EXERCISE SET:
1 – According to the blog post on moderate Muslims, what was the woman in the Qatif case sentenced to after being raped?
2 – Carry on the blog post on moderate Muslims from the point at which it ends.

TEXT EXTRACT:

Sunday, December 09, 2007

Where All The Xs Are

Jill of Feministe picks a nit on Ayaan Hirsi Ali's recent NYT editorial asking where all the "moderate Muslims" are. Ali used the recent example of the Qatif case (where a woman was sentenced to be lashed after being raped) and asks why there hasn't been an outcry from these so-called moderates.

While professing great respect for Ms. Ali (and noting she has excellent reason to not be a big fan of Islam), Jill notes that this is really an unfair charge. How, Jill asks, does Ali think this case came to our attention? The answer is through the efforts of the woman's Muslim Arab attorney, the coverage of the Arab press, and the general outrage the case sparked in Saudi Arabia and around the world. I see this sort of argument all the time, particularly conservatives asking why feminists "aren't talking about women's rights violations" in the enemy of the day, and it's almost always bogus there too -- most women's rights bloggers and activists are quite concerned with the issue globally (in fact, generally they're the first on the scene), they just don't think the solution always comes at the end of a bombing run. While extremists always get more attention than moderates, Muslim moderates have presented themselves quite well, all things considered.

As Jill says (and I concur), Ali is in many respects an incredible woman, and her voice deserves to be heard. But this column levied an unfair charge, and she deserves to be called out on it.

8 comments:

Cycle Cyril said...

The problem with Islamic moderates (whose existence is acknowledged by Ali) is several fold. First there are too few of them. Second except for a literal handful none of them are attempting to eliminate the current interpretation of such verses as Ali mentioned or others such as the verse of the sword 9:29. Third there are damn many who might be called radicals. A recent poll of British Moslems indicated that 40% want Islamic law to be the supreme law of the land. And they enjoy the fruits of Western Civilization. For comparison British Hindus, who I expect have a similar socio-economic status as Moslems (predominantly Pakistani), do not want a Hindu theocracy.

One of the major problems of Islam is the almost universal belief, by any Moslem willing to express an opinion, that the Quran is the literal word of god and is immutable. While perhaps for a few hundred years or so there was interpretation of the Quran this was banned, with the penalty being death of course, at the turn of the first millennium.

All of the current, accepted and acknowledged schools of Islamic thought and theology adhere to the literal interpretation of the Quran. This is totally unlike Judaism or Christianity.

Once moderates begin the process of reinterpretating the Quran, admittedly at the peril of keeping their heads, will you then and only then see true movement.

But because moderates tend to have shorten careers I fear that will not see this for a long time to come.

As for the moderates presently they are threatened and chased out of their countries if not killed outright. The lawyer in the rape case by the way is the focus of not just disciplinary hearings by the Saudi judiciary but the focus of threats to his life.

Anonymous said...

Could we have some links which support your position that moderate Muslims brought this case to our attention?

MATERIAL:
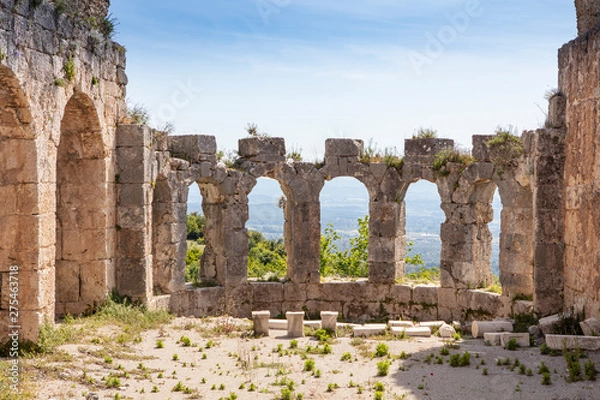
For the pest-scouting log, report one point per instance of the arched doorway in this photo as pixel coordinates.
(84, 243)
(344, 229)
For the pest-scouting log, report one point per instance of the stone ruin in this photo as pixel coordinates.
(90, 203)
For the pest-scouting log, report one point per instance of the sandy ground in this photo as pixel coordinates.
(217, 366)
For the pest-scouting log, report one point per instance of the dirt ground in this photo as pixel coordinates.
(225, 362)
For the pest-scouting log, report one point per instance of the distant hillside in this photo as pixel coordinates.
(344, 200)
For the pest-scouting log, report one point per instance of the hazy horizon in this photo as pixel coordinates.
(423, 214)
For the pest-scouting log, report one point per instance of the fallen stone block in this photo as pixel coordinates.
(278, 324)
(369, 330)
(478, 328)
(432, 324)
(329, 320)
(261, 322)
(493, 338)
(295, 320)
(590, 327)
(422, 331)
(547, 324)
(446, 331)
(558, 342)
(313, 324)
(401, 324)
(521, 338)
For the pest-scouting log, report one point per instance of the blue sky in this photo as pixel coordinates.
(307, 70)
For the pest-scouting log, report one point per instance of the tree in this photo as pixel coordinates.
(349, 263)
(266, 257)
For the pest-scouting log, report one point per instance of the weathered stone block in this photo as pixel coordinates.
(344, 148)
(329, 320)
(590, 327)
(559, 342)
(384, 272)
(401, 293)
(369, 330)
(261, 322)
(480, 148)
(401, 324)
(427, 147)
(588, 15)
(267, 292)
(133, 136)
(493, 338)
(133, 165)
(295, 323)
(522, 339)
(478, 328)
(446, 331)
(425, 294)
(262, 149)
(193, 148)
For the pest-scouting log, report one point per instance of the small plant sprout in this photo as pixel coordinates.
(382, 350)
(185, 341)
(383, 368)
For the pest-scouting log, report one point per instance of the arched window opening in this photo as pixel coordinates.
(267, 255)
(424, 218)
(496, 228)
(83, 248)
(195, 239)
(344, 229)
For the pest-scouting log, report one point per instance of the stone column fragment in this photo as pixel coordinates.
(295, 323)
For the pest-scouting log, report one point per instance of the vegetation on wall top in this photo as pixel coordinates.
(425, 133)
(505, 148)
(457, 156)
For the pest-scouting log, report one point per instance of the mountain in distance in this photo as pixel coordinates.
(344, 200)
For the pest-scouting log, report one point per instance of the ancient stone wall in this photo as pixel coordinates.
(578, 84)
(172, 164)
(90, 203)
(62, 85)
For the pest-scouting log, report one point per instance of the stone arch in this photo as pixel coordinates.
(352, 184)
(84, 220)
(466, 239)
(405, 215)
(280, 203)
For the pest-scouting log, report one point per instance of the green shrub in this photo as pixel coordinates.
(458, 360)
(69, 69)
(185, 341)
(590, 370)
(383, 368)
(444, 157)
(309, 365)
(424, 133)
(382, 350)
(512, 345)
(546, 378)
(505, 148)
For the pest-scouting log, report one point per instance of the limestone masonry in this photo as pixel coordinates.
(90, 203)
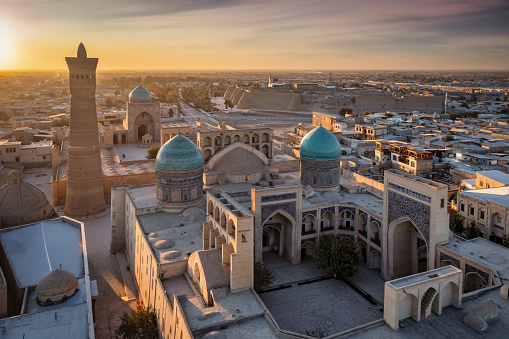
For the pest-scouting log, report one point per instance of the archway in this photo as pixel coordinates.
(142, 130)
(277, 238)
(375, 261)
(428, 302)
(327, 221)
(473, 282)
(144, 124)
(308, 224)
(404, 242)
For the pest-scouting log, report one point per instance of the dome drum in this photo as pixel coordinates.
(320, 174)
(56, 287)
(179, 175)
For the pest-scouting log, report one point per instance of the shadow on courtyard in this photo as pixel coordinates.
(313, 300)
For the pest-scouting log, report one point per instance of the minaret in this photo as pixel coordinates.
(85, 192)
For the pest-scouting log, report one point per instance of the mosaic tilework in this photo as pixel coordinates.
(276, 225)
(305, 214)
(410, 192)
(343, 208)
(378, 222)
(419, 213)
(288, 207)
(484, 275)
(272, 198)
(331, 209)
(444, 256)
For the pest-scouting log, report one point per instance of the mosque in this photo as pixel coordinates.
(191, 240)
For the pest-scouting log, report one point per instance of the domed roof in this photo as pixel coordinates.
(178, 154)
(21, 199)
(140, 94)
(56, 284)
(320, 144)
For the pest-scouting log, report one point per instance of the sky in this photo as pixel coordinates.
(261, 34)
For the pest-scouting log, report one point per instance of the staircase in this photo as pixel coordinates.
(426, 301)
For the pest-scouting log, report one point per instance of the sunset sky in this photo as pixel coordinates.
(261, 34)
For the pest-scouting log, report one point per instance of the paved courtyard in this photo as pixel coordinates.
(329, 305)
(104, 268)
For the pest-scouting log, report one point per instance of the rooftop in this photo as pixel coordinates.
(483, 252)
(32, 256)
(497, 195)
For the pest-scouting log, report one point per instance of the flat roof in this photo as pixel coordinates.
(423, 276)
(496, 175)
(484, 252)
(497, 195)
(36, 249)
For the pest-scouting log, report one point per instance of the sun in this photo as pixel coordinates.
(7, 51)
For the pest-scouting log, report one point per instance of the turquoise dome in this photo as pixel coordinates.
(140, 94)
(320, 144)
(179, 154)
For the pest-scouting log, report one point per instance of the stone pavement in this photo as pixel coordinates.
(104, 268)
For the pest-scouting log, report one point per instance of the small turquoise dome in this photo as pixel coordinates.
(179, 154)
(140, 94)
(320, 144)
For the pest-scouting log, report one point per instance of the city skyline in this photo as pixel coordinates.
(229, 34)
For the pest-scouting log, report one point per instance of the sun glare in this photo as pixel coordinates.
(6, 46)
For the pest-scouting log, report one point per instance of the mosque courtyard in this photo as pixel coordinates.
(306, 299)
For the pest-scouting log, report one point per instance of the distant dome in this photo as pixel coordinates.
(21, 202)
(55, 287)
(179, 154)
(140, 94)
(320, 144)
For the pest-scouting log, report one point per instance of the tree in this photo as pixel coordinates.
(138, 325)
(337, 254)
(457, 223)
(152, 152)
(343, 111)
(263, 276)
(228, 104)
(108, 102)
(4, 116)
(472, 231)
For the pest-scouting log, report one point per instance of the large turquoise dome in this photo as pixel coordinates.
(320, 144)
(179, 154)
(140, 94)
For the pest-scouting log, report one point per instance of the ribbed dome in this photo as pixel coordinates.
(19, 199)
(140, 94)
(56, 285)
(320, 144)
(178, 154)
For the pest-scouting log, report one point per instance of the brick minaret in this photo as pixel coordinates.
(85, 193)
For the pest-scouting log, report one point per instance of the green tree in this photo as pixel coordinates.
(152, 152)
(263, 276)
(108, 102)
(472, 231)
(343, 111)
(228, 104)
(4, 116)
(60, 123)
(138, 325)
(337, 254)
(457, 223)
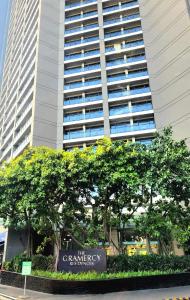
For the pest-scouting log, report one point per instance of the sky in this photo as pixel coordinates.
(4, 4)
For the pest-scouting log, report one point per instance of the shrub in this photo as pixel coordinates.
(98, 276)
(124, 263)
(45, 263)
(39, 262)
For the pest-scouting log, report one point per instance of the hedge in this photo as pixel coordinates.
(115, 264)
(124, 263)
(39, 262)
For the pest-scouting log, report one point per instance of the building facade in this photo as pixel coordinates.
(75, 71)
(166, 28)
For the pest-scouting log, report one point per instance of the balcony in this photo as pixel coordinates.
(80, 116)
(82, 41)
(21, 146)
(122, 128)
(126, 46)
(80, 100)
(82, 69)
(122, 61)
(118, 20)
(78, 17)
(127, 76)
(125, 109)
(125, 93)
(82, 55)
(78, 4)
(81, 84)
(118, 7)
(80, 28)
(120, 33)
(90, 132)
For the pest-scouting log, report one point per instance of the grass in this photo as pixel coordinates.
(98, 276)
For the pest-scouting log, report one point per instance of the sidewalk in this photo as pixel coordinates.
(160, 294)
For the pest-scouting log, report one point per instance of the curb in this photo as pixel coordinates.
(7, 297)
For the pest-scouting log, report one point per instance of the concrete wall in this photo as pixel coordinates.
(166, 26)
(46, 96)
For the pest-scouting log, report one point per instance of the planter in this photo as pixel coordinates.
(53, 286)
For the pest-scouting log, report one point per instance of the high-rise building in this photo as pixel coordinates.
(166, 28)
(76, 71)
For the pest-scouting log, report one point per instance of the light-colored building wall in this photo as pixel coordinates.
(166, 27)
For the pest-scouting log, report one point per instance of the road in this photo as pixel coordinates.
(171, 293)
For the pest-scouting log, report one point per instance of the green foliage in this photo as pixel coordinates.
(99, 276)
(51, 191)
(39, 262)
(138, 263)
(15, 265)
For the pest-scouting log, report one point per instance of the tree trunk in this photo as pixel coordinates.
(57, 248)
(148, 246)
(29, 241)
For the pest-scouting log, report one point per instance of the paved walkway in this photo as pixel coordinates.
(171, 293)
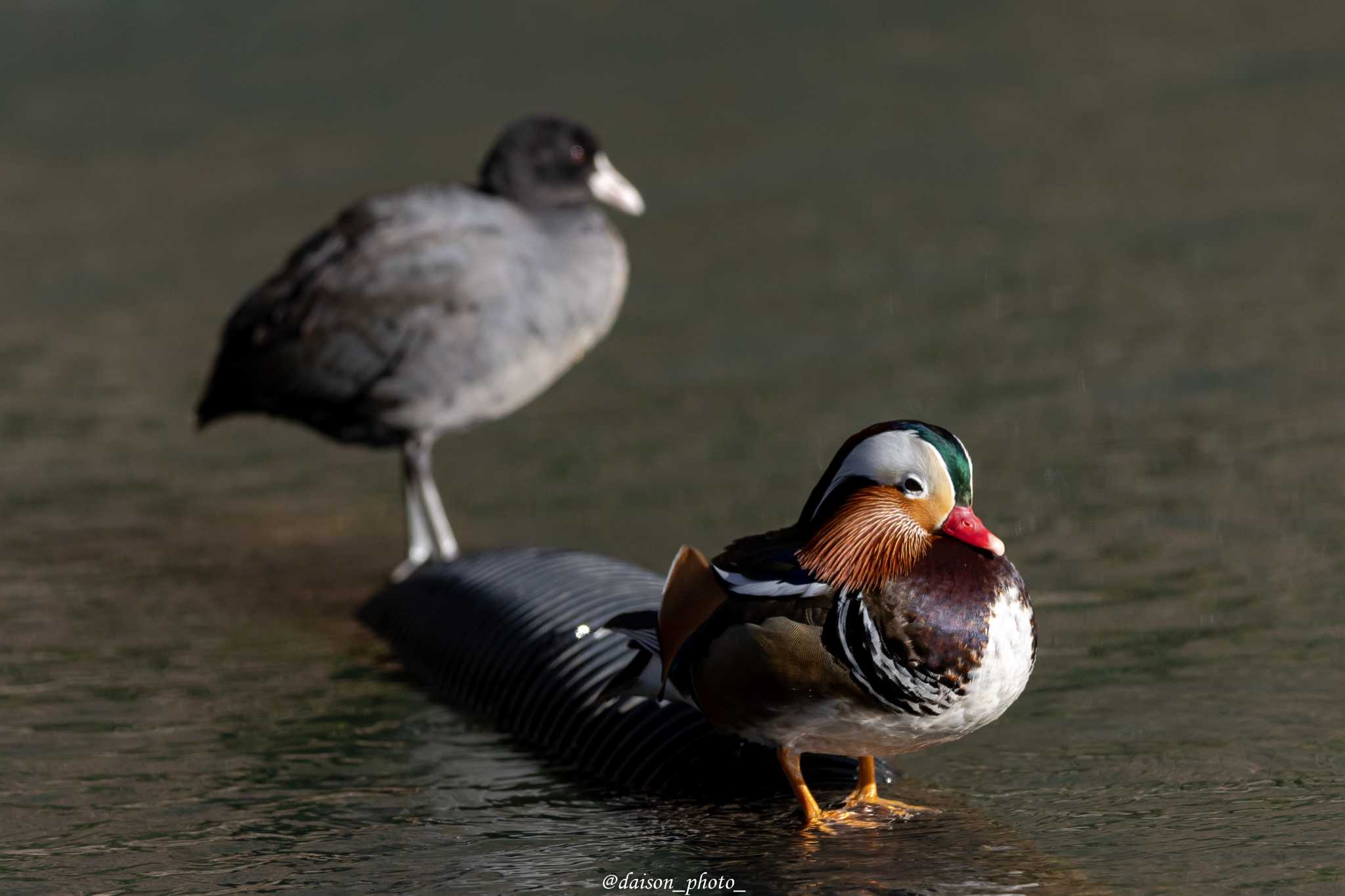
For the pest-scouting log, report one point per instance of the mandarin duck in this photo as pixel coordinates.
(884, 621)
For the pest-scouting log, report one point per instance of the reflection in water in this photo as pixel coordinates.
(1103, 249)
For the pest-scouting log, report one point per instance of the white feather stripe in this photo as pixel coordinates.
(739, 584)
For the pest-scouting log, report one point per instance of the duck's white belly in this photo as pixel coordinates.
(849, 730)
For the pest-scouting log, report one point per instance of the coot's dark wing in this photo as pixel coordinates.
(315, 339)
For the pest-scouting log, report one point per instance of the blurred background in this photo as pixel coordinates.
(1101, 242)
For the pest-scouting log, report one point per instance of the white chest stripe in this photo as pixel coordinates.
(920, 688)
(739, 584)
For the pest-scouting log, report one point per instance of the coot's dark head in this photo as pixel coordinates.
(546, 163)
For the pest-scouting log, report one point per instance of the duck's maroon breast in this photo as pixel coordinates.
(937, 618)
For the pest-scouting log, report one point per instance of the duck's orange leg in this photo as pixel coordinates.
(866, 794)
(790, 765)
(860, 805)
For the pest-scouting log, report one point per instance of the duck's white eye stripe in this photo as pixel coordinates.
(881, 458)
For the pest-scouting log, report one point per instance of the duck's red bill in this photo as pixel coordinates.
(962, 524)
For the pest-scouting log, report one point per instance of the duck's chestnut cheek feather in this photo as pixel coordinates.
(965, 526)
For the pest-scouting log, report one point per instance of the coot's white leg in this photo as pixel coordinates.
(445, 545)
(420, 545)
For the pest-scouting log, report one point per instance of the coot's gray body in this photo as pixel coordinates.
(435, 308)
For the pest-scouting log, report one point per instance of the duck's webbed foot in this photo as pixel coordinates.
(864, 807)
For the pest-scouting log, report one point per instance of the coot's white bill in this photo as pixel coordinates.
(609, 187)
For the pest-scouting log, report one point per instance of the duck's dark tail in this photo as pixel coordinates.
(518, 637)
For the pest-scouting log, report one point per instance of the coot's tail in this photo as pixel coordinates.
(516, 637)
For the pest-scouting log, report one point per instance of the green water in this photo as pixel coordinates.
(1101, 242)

RESPONSES BY TASK:
1 – She was sentenced to be lashed.

2 –
David Schraub said...

Follow the link to Jill's place, she points to nine.

Cycle Cyril said...

One additional comment with regards to moderates. They unfortunately do not write in Arabic as they often as they do in English. And in Arabic they are outshouted by the literalists.

If you read some of the translations from memri.org you will get a sense of what Arab says to Arab in Arabic, which is more important than what they say in English or in private to our politicians. Of note memri.org if anything over reports the moderate voice in the Middle East.

As Thomas Friedman once said with respect to Arafat (paraphrasing) "I don't care what he says in English, I only care what he says in Arabic."

PG said...

For comparison British Hindus, who I expect have a similar socio-economic status as Moslems (predominantly Pakistani), do not want a Hindu theocracy.

Hinduism is a rotten comparison point to Islam because unlike the major Western religions, it wasn't founded and has no central text. It just sort of grew organically out of the beliefs of people on the subcontinent, long before there was even Judaism, much less upstarts such as Christianity and Islam. You can have a law based on the Christian text or the Jewish one or the Muslim one. Good luck finding a set of laws to draw upon from Hinduism.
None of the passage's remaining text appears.